* [TASK DETAILS]: Can you rewrite the part of the entries that opens with the line containing "of the turquoise" and closes with the line containing "POLYGON ((32 136, 32", both lines included, as a JSON list of strings with one string per line and blank lines left out?

------------

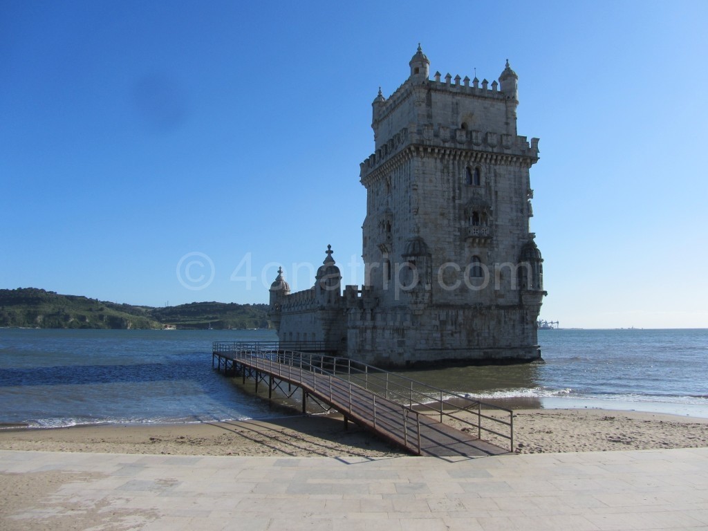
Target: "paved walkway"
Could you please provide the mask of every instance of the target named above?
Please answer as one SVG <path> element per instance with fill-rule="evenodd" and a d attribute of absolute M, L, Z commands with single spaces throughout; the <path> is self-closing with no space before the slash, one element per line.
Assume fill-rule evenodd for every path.
<path fill-rule="evenodd" d="M 708 530 L 708 448 L 378 460 L 0 451 L 0 489 L 16 486 L 0 499 L 6 530 Z"/>

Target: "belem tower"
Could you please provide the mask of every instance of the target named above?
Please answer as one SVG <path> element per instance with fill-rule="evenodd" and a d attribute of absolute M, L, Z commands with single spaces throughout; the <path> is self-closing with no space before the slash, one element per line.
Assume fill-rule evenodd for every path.
<path fill-rule="evenodd" d="M 323 342 L 375 365 L 541 360 L 543 259 L 530 232 L 538 139 L 517 135 L 518 77 L 411 74 L 374 100 L 366 187 L 365 284 L 347 285 L 328 246 L 314 285 L 282 270 L 270 315 L 282 343 Z"/>

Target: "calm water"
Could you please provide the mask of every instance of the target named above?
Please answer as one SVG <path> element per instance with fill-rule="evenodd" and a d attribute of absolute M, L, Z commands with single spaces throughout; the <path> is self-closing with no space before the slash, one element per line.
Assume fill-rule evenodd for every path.
<path fill-rule="evenodd" d="M 266 331 L 0 329 L 0 424 L 198 422 L 282 415 L 211 368 L 214 341 Z M 708 330 L 540 331 L 547 363 L 411 371 L 483 399 L 708 417 Z"/>

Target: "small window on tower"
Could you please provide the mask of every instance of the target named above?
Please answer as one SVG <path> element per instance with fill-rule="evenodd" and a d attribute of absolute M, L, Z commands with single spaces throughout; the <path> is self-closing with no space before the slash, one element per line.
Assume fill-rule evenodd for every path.
<path fill-rule="evenodd" d="M 484 272 L 482 270 L 481 261 L 479 256 L 472 256 L 469 264 L 469 276 L 472 278 L 481 278 L 484 276 Z"/>

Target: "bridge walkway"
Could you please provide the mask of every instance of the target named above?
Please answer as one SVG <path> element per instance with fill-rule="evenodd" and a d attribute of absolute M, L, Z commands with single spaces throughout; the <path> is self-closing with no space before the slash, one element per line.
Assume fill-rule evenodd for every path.
<path fill-rule="evenodd" d="M 268 375 L 269 396 L 274 379 L 295 384 L 302 389 L 303 408 L 310 395 L 338 411 L 346 420 L 415 455 L 498 455 L 508 453 L 513 447 L 510 410 L 437 389 L 434 389 L 436 399 L 433 400 L 430 392 L 433 388 L 429 386 L 347 358 L 270 348 L 259 350 L 251 346 L 224 349 L 223 345 L 215 343 L 215 368 L 227 373 L 240 373 L 244 380 L 247 375 L 254 376 L 256 382 L 263 375 Z M 483 406 L 486 409 L 483 409 Z M 508 415 L 508 420 L 488 414 L 489 408 L 497 410 L 497 413 Z M 459 429 L 444 423 L 443 419 L 455 419 L 463 427 Z M 491 424 L 491 428 L 483 426 L 483 421 Z M 497 431 L 505 427 L 508 434 Z M 509 449 L 483 440 L 482 431 L 508 440 Z"/>

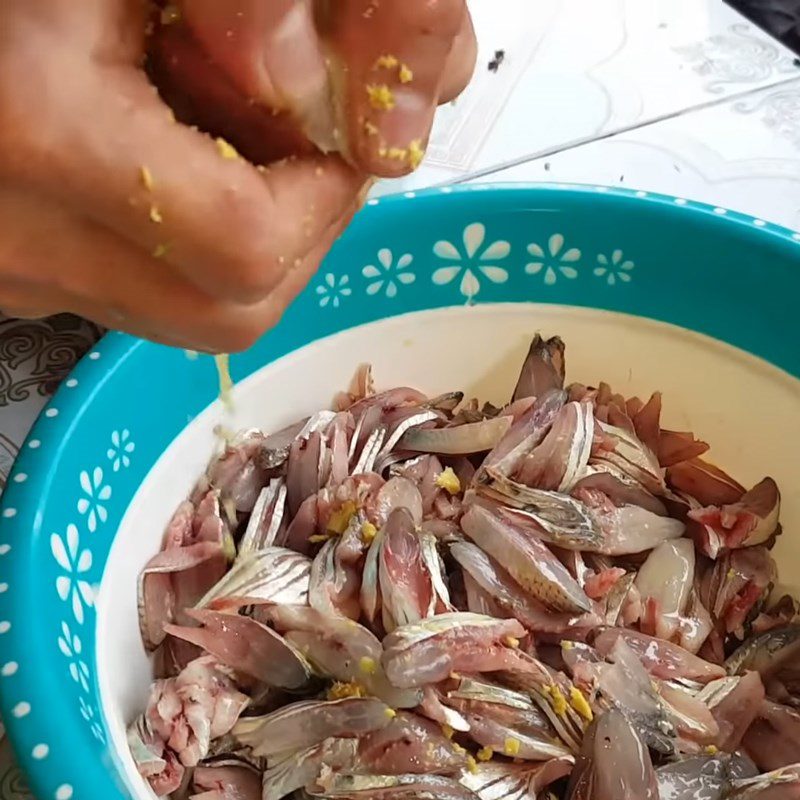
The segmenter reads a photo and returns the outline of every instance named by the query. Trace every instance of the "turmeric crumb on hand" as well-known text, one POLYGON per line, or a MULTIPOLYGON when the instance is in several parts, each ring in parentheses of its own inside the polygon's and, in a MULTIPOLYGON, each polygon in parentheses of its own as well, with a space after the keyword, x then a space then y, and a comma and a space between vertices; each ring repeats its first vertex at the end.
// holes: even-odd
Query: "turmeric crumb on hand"
POLYGON ((408 163, 411 169, 416 169, 425 158, 425 151, 422 149, 422 141, 414 139, 408 145, 408 163))
POLYGON ((142 166, 139 168, 139 177, 142 180, 142 186, 147 189, 148 192, 153 191, 153 187, 155 186, 155 182, 153 181, 153 173, 150 170, 142 166))
POLYGON ((216 142, 219 154, 226 161, 237 161, 241 158, 236 148, 230 142, 226 142, 221 136, 218 136, 214 141, 216 142))
POLYGON ((378 111, 391 111, 395 106, 394 93, 385 83, 367 86, 369 104, 378 111))
POLYGON ((396 56, 380 56, 375 62, 375 69, 394 69, 399 63, 396 56))

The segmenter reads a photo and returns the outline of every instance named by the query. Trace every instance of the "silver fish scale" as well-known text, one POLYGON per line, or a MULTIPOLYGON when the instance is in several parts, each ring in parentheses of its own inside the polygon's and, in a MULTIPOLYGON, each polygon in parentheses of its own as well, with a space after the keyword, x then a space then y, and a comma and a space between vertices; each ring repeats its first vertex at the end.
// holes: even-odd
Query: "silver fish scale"
POLYGON ((767 665, 759 666, 758 662, 776 658, 781 651, 793 645, 800 646, 800 625, 766 631, 745 642, 725 662, 725 669, 729 675, 737 675, 747 669, 762 672, 767 665))

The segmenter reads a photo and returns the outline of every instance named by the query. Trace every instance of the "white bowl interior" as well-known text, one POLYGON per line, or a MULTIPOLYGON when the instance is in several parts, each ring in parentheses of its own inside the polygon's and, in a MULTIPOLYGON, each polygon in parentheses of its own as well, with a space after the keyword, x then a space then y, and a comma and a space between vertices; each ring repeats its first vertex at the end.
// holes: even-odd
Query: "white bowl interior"
POLYGON ((215 403, 178 436, 136 494, 109 555, 97 598, 101 700, 130 792, 154 795, 125 743, 141 710, 150 665, 139 639, 136 576, 214 452, 214 427, 277 429, 327 407, 355 367, 374 365, 379 387, 431 394, 461 389, 502 403, 536 331, 567 343, 568 380, 608 381, 626 394, 664 393, 664 421, 712 445, 742 483, 772 475, 783 490, 776 552, 782 583, 800 592, 800 381, 747 353, 670 325, 550 305, 485 305, 382 320, 314 343, 264 367, 234 391, 233 414, 215 403))

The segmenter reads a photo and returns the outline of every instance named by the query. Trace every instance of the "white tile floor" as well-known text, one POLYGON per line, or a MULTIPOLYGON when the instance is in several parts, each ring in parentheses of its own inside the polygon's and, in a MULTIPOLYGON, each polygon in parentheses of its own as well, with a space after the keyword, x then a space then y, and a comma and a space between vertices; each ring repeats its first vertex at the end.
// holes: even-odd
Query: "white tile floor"
POLYGON ((423 169, 376 194, 621 181, 800 228, 800 67, 721 0, 471 6, 473 85, 443 109, 423 169))

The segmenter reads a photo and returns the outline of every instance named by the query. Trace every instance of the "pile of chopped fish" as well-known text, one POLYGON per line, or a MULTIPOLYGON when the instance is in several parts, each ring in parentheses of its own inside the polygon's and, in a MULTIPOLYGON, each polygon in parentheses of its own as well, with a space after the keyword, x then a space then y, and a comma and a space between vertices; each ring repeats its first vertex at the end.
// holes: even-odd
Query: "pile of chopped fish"
POLYGON ((800 798, 771 478, 565 387, 558 338, 503 408, 366 368, 335 405, 230 441, 142 571, 157 794, 800 798))

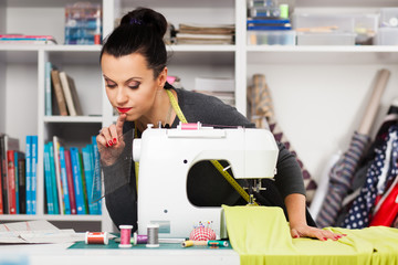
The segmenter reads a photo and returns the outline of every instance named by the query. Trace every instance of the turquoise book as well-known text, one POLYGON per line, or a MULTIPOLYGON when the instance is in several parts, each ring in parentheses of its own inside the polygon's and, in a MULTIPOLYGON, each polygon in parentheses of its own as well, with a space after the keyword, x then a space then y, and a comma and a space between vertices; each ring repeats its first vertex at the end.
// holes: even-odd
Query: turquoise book
POLYGON ((78 159, 78 149, 76 147, 70 148, 71 152, 71 163, 72 163, 72 173, 73 173, 73 184, 76 200, 76 211, 77 214, 85 214, 85 203, 84 203, 84 191, 82 174, 80 169, 80 159, 78 159))
POLYGON ((45 190, 46 213, 54 214, 49 144, 44 145, 44 188, 45 188, 44 190, 45 190))
POLYGON ((69 194, 67 187, 67 173, 66 173, 66 162, 65 162, 65 149, 60 147, 60 168, 61 168, 61 182, 62 182, 62 192, 63 192, 63 202, 64 202, 64 213, 71 214, 71 199, 69 194))
POLYGON ((53 209, 54 214, 60 214, 60 202, 57 194, 57 184, 56 184, 56 176, 55 176, 55 160, 54 160, 54 144, 52 141, 49 142, 50 149, 50 172, 51 172, 51 192, 53 199, 53 209))
POLYGON ((87 190, 87 202, 88 202, 88 211, 90 214, 100 214, 100 205, 93 200, 93 147, 92 145, 86 145, 82 148, 83 152, 83 166, 86 179, 86 190, 87 190))
POLYGON ((25 139, 27 214, 32 214, 32 136, 27 136, 25 139))
POLYGON ((98 214, 102 213, 101 201, 102 198, 102 181, 101 181, 101 162, 100 162, 100 151, 96 144, 96 136, 92 136, 92 147, 93 147, 93 200, 98 204, 98 214))
POLYGON ((32 136, 32 214, 36 214, 36 183, 38 183, 38 136, 32 136))

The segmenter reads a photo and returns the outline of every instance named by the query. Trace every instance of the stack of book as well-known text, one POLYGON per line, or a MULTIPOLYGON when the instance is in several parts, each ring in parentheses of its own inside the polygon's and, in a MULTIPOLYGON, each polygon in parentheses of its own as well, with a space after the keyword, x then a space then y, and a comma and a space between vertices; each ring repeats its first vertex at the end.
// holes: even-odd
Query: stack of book
POLYGON ((233 24, 179 24, 177 44, 233 44, 233 24))
POLYGON ((53 115, 53 110, 61 116, 83 115, 74 80, 65 71, 60 71, 51 62, 46 62, 45 115, 53 115), (53 105, 53 102, 56 104, 53 105))
POLYGON ((233 78, 196 77, 193 91, 218 97, 231 106, 235 104, 233 78))
POLYGON ((0 34, 0 44, 56 44, 52 35, 0 34))
POLYGON ((44 146, 44 190, 48 214, 101 214, 100 153, 92 137, 80 151, 59 137, 44 146), (100 189, 100 190, 96 190, 100 189))
POLYGON ((0 214, 35 214, 38 136, 27 136, 27 150, 19 139, 0 135, 0 214))

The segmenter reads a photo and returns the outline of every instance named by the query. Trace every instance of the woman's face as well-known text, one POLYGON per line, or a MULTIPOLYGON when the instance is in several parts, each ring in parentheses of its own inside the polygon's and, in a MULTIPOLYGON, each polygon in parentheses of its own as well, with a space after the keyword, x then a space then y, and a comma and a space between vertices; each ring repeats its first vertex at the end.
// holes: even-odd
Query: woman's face
POLYGON ((104 53, 101 60, 106 95, 127 120, 137 120, 153 112, 156 95, 163 89, 161 75, 154 80, 154 71, 139 53, 115 57, 104 53))

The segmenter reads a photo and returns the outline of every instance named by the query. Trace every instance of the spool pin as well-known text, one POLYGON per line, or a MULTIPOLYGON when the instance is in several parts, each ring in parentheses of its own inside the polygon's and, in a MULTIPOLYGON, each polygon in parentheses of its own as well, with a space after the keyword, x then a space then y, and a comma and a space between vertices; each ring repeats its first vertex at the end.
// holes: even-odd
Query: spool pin
POLYGON ((107 245, 109 242, 109 235, 107 232, 86 232, 85 243, 86 244, 102 244, 107 245))

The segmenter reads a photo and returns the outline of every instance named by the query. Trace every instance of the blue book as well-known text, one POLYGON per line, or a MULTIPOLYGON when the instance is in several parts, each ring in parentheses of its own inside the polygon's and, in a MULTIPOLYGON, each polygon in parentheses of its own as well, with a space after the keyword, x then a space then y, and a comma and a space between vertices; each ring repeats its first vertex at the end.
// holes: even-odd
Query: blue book
POLYGON ((32 136, 27 136, 25 139, 27 214, 32 214, 32 136))
POLYGON ((92 136, 92 147, 93 147, 93 200, 98 204, 98 214, 102 213, 101 201, 102 198, 102 181, 101 181, 101 162, 100 162, 100 151, 96 144, 96 136, 92 136))
POLYGON ((61 167, 61 182, 62 182, 62 192, 63 192, 63 202, 64 202, 64 213, 71 214, 71 202, 70 194, 67 189, 67 174, 66 174, 66 163, 65 163, 65 149, 60 147, 60 167, 61 167))
POLYGON ((20 158, 20 152, 14 151, 14 172, 15 172, 15 213, 19 214, 19 167, 18 167, 18 159, 20 158))
POLYGON ((31 200, 32 200, 32 214, 36 213, 36 178, 38 178, 38 136, 32 136, 32 190, 31 190, 31 200))
POLYGON ((80 170, 78 149, 76 147, 71 147, 70 151, 77 214, 86 214, 82 174, 80 170))
POLYGON ((60 202, 57 195, 57 186, 56 186, 56 176, 55 176, 55 161, 54 161, 54 144, 52 141, 49 142, 50 149, 50 172, 51 172, 51 191, 53 199, 53 209, 54 214, 60 214, 60 202))
POLYGON ((98 203, 93 200, 93 158, 92 146, 87 145, 82 148, 84 174, 86 179, 87 202, 90 214, 98 214, 98 203))
POLYGON ((52 115, 51 70, 52 70, 51 62, 45 62, 45 70, 44 70, 44 74, 45 74, 45 76, 44 76, 45 116, 52 115))
POLYGON ((266 31, 286 31, 292 30, 292 26, 279 26, 279 25, 249 25, 248 30, 266 30, 266 31))
POLYGON ((289 24, 289 19, 248 19, 247 24, 289 24))
POLYGON ((49 144, 44 145, 44 188, 45 188, 48 214, 54 214, 49 144))

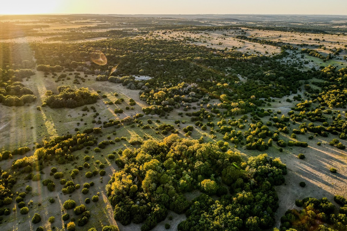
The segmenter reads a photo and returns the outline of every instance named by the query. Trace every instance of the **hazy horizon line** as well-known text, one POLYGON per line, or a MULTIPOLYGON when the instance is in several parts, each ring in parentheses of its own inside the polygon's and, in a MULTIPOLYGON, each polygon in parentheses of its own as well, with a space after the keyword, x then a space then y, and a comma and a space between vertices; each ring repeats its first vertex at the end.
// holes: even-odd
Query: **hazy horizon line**
POLYGON ((49 14, 0 14, 1 16, 20 15, 308 15, 308 16, 346 16, 347 15, 332 15, 331 14, 101 14, 91 13, 51 13, 49 14))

------------

* [SOLUTION TO THE PROBLEM]:
[
  "The segmenter reads a photo and returns the outline of every instance named by the query. Trace every instance of the turquoise book as well-known text, one POLYGON per line, or a MULTIPOLYGON when the instance is in several parts, each ring in parentheses of its own inside the polygon's and, in a MULTIPOLYGON, each polygon in parentheses of its own as well, with a space after the keyword, x then a space then y, and a comma and a space between vertices; each ring repeats its first vertex at the end.",
  "// holes: even-odd",
  "Query: turquoise book",
  "POLYGON ((78 159, 78 149, 76 147, 70 148, 71 152, 71 163, 72 163, 72 173, 73 173, 73 184, 76 200, 76 211, 77 214, 85 214, 85 203, 84 203, 84 191, 82 174, 80 169, 80 159, 78 159))",
  "POLYGON ((45 190, 46 213, 54 214, 49 144, 44 145, 44 188, 45 188, 44 190, 45 190))",
  "POLYGON ((69 194, 67 187, 67 173, 66 173, 66 162, 65 162, 65 149, 60 147, 60 168, 61 168, 61 182, 62 182, 62 192, 63 192, 63 202, 64 202, 64 213, 71 214, 71 199, 69 194))",
  "POLYGON ((53 209, 54 214, 60 214, 60 202, 57 194, 57 184, 56 184, 56 176, 55 176, 55 160, 54 160, 54 144, 52 141, 49 142, 50 149, 50 172, 51 172, 51 192, 53 199, 53 209))",
  "POLYGON ((87 190, 87 202, 88 202, 88 211, 90 214, 100 214, 100 205, 93 200, 93 147, 92 145, 86 145, 82 148, 83 152, 83 166, 86 179, 86 190, 87 190))",
  "POLYGON ((25 139, 27 214, 32 214, 32 136, 27 136, 25 139))",
  "POLYGON ((98 214, 102 213, 101 201, 102 198, 102 181, 101 181, 101 162, 100 162, 100 151, 96 144, 96 136, 92 136, 92 147, 93 147, 93 200, 98 204, 98 214))",
  "POLYGON ((32 136, 32 214, 36 214, 36 183, 38 183, 38 136, 32 136))"
]